» 練習問題 A: 日清食品のAIシステムに関する記事から、「NISSIN-GPT」の社内利用の対象となったグループ社員の人数を答えよ。
» 練習問題 B: 日清食品のAIシステムに関する記事から、「日清食品は4月25日、国内グ」から「も配慮するよう注意喚起する。」までの部分をそのまま抜き出せ。

日清食品は4月25日、国内グループ社員専用の対話型AI(人工知能)システムの使用を始めたと発表した。AI技術を業務に活用するための検討材料とする。
「NISSIN-GPT」と名付けたシステムで、グループ社員約3600人を対象に社内利用を開始した。日本マイクロソフトが提供するAIシステム基盤を活用して独自開発した。入力した情報をAIが学習に用いないようにし、内部情報が漏えいしないような仕組みを施した。
発表時には、2023年8月25日に控える即席麺「チキンラーメン」65周年のための「ユニークでクリエイティビティのあるキャンペーン施策の素案を10案挙げ」るような活用例も紹介した。出力された回答の利用については、「チキンラーメン」のキャラクター「ひよこちゃん」を用いて、内容の真偽を確かめることや、著作権侵害がないか、など法令遵守状況にも配慮するよう注意喚起する。

» 利用可能なデータ:
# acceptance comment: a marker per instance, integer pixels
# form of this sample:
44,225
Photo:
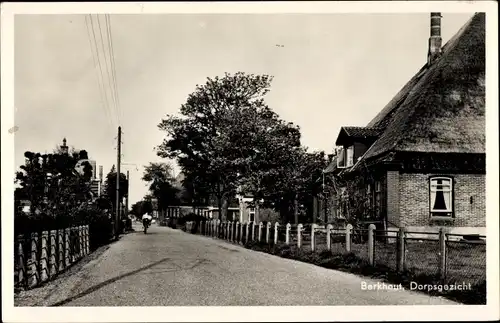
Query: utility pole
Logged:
118,161
126,197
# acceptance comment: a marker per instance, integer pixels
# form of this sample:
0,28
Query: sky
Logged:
330,70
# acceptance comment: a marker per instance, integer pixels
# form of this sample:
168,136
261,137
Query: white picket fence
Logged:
41,256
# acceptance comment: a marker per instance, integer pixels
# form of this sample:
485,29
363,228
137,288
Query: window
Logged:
441,196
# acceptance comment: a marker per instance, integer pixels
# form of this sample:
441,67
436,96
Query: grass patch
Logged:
352,263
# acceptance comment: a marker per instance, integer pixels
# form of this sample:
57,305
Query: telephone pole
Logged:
126,197
118,162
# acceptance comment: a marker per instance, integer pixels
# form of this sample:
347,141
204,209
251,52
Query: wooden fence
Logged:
441,254
41,256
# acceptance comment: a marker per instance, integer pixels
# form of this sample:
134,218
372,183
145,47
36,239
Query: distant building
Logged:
422,157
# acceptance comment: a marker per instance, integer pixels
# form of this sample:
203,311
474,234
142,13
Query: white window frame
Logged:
447,186
341,160
378,198
345,157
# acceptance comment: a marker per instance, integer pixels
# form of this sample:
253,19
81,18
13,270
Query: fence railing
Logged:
446,256
40,256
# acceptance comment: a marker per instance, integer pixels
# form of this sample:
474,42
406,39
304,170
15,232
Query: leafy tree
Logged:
53,187
110,186
161,183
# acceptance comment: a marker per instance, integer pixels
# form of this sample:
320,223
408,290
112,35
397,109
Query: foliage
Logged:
200,138
60,197
355,191
161,184
110,186
52,185
227,140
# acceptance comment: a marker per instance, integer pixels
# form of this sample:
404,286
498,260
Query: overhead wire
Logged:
110,80
113,65
100,79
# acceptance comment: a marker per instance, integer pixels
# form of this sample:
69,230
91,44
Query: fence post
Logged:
52,257
442,253
44,270
287,233
299,235
21,274
276,225
60,250
67,261
401,249
33,279
371,244
329,228
313,238
348,238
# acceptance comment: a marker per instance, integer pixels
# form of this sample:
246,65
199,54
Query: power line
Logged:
113,96
99,64
113,65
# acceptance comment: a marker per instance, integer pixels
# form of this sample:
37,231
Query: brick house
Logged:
420,163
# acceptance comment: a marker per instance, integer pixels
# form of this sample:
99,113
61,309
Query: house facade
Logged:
420,163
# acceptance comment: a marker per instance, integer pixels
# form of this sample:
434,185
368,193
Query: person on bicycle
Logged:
146,219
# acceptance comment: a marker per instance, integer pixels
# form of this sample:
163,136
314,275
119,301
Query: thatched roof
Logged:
442,108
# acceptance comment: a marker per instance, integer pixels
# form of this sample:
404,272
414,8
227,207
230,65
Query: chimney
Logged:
435,39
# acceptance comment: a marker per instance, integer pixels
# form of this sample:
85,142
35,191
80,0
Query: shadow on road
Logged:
137,271
107,282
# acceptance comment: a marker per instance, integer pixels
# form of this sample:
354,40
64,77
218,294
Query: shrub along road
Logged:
170,267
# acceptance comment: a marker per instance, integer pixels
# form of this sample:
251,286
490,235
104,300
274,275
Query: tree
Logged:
110,186
161,183
53,186
199,138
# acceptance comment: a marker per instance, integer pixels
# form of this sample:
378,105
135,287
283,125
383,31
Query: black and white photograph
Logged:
217,162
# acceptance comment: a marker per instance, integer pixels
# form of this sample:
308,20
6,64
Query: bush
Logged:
99,222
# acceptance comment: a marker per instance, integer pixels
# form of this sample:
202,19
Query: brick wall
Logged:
414,199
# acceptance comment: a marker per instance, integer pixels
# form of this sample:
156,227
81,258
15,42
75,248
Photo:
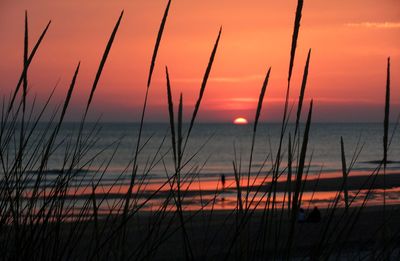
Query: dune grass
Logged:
44,216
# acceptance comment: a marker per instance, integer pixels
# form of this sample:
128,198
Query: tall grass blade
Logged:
258,112
345,173
25,85
171,116
103,60
302,90
386,119
159,36
300,170
34,50
203,86
295,36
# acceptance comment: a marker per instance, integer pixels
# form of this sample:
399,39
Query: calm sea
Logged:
210,152
212,147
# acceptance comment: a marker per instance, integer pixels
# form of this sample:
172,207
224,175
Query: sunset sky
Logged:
350,41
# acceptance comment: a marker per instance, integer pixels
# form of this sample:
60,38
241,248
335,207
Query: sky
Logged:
350,41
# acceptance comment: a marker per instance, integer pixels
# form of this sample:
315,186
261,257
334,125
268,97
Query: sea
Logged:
212,150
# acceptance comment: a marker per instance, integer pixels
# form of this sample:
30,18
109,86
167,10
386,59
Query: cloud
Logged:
383,25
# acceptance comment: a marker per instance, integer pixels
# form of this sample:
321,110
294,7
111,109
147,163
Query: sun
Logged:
240,121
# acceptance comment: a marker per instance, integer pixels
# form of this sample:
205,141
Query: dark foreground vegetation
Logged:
43,219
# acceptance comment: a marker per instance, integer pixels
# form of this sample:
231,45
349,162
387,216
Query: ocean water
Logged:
108,153
213,147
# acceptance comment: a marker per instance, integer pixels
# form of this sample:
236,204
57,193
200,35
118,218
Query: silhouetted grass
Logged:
48,218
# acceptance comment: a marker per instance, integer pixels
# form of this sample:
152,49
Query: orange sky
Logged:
350,40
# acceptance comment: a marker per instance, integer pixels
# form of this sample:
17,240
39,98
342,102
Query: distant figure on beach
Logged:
314,216
301,218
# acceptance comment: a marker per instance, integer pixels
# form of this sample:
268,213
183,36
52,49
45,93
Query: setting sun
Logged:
240,121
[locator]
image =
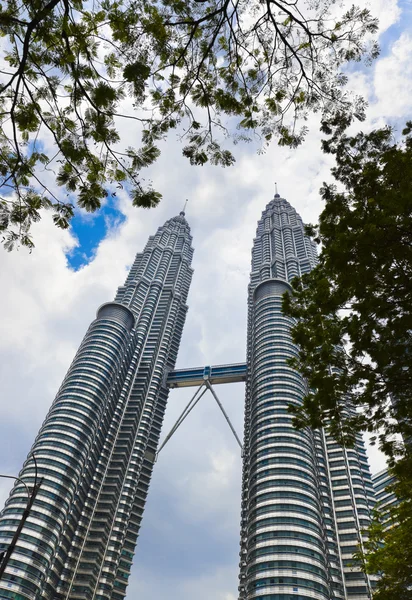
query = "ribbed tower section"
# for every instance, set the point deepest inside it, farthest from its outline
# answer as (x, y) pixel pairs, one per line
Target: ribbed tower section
(290, 528)
(96, 447)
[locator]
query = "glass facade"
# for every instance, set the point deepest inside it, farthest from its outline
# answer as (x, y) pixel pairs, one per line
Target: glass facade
(96, 447)
(305, 500)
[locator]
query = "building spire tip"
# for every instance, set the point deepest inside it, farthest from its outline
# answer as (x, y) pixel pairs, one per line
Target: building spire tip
(182, 212)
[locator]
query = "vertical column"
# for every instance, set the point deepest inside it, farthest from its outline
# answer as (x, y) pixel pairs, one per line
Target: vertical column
(285, 547)
(67, 449)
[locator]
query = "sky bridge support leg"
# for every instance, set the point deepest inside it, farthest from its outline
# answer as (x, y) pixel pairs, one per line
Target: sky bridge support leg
(188, 408)
(208, 384)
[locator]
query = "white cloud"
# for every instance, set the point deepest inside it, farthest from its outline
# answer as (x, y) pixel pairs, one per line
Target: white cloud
(393, 80)
(46, 308)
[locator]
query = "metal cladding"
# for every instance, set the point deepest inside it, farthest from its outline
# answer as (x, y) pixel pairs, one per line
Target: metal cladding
(96, 447)
(304, 498)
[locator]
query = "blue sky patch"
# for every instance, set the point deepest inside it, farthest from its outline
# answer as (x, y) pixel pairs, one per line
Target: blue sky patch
(90, 229)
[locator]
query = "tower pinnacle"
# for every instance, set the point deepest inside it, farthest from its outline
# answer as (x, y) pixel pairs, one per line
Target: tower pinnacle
(182, 212)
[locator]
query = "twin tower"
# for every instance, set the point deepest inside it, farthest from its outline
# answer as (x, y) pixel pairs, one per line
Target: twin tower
(305, 500)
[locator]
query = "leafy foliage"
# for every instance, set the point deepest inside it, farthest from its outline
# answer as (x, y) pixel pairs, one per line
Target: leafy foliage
(183, 63)
(354, 328)
(388, 551)
(355, 308)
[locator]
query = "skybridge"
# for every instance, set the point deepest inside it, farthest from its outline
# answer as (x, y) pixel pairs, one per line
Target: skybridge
(197, 376)
(204, 378)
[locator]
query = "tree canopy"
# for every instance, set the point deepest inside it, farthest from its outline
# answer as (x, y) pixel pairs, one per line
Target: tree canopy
(354, 326)
(388, 550)
(70, 70)
(354, 310)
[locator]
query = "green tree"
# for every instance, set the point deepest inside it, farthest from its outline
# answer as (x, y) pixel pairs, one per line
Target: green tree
(388, 551)
(354, 324)
(183, 63)
(354, 309)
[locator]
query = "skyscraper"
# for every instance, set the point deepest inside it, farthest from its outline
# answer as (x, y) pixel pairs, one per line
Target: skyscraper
(304, 498)
(96, 447)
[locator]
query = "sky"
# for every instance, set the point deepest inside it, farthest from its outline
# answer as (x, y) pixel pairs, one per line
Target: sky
(189, 542)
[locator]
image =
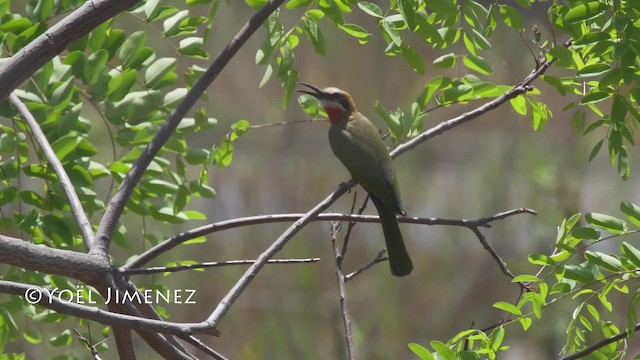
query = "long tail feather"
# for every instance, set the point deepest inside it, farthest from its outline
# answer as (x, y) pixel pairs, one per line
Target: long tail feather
(399, 259)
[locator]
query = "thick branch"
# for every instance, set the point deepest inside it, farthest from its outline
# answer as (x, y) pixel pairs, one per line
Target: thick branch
(86, 268)
(342, 291)
(225, 304)
(53, 41)
(33, 292)
(119, 200)
(176, 240)
(67, 186)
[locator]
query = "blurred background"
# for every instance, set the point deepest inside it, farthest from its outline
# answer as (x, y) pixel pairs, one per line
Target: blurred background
(492, 164)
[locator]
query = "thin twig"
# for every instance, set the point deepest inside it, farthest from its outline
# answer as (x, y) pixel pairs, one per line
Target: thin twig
(352, 224)
(380, 257)
(165, 269)
(67, 186)
(89, 345)
(248, 276)
(514, 92)
(176, 240)
(602, 343)
(40, 296)
(342, 291)
(202, 346)
(119, 200)
(54, 40)
(225, 304)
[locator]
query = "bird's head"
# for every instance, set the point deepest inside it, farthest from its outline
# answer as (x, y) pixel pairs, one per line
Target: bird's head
(336, 103)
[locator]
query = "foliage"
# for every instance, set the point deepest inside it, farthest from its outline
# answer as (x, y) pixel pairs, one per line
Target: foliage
(112, 78)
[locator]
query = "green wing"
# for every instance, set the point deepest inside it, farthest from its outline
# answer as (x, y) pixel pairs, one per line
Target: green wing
(359, 146)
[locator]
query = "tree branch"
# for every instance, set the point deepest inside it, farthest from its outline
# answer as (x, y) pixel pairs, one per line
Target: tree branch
(602, 343)
(86, 268)
(52, 42)
(164, 269)
(514, 92)
(243, 282)
(38, 295)
(67, 186)
(176, 240)
(116, 205)
(342, 291)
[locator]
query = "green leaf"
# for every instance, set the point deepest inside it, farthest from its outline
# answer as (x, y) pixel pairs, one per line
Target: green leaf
(65, 338)
(525, 322)
(584, 232)
(133, 52)
(445, 61)
(581, 11)
(478, 64)
(414, 59)
(370, 8)
(421, 351)
(314, 34)
(354, 30)
(256, 4)
(525, 278)
(607, 222)
(594, 70)
(539, 114)
(294, 4)
(595, 150)
(519, 104)
(606, 261)
(631, 253)
(595, 97)
(406, 9)
(8, 195)
(512, 17)
(508, 307)
(632, 211)
(443, 7)
(121, 85)
(193, 46)
(161, 73)
(581, 273)
(540, 259)
(443, 350)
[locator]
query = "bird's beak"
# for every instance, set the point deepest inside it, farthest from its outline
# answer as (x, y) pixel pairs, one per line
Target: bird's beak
(318, 94)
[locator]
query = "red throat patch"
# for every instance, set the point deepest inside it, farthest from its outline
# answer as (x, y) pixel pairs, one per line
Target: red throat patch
(334, 113)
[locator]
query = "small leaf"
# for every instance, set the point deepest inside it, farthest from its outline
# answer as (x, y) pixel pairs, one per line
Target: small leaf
(631, 253)
(421, 351)
(478, 64)
(607, 222)
(370, 8)
(508, 307)
(512, 17)
(414, 59)
(445, 61)
(193, 46)
(632, 211)
(584, 11)
(354, 30)
(594, 70)
(606, 261)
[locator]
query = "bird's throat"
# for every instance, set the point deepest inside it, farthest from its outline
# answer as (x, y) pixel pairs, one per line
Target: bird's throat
(335, 113)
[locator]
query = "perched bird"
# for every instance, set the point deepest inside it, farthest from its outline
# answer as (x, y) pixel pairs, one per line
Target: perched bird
(357, 143)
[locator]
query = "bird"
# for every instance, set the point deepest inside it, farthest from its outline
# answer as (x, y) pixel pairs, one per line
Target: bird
(358, 144)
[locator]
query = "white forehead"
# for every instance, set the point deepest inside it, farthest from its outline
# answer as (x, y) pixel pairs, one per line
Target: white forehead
(331, 90)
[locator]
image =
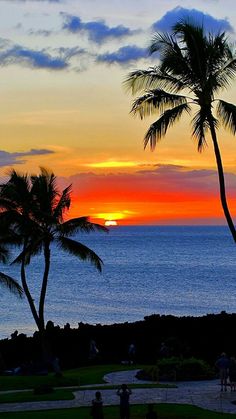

» 問題の解答 A: 約3600人

» 問題の解答 B:
日清食品は4月25日、国内グループ社員専用の対話型AI(人工知能)システムの使用を始めたと発表した。AI技術を業務に活用するための検討材料とする。
「NISSIN-GPT」と名付けたシステムで、グループ社員約3600人を対象に社内利用を開始した。日本マイクロソフトが提供するAIシステム基盤を活用して独自開発した。入力した情報をAIが学習に用いないようにし、内部情報が漏えいしないような仕組みを施した。
発表時には、2023年8月25日に控える即席麺「チキンラーメン」65周年のための「ユニークでクリエイティビティのあるキャンペーン施策の素案を10案挙げ」るような活用例も紹介した。出力された回答の利用については、「チキンラーメン」のキャラクター「ひよこちゃん」を用いて、内容の真偽を確かめることや、著作権侵害がないか、など法令遵守状況にも配慮するよう注意喚起する。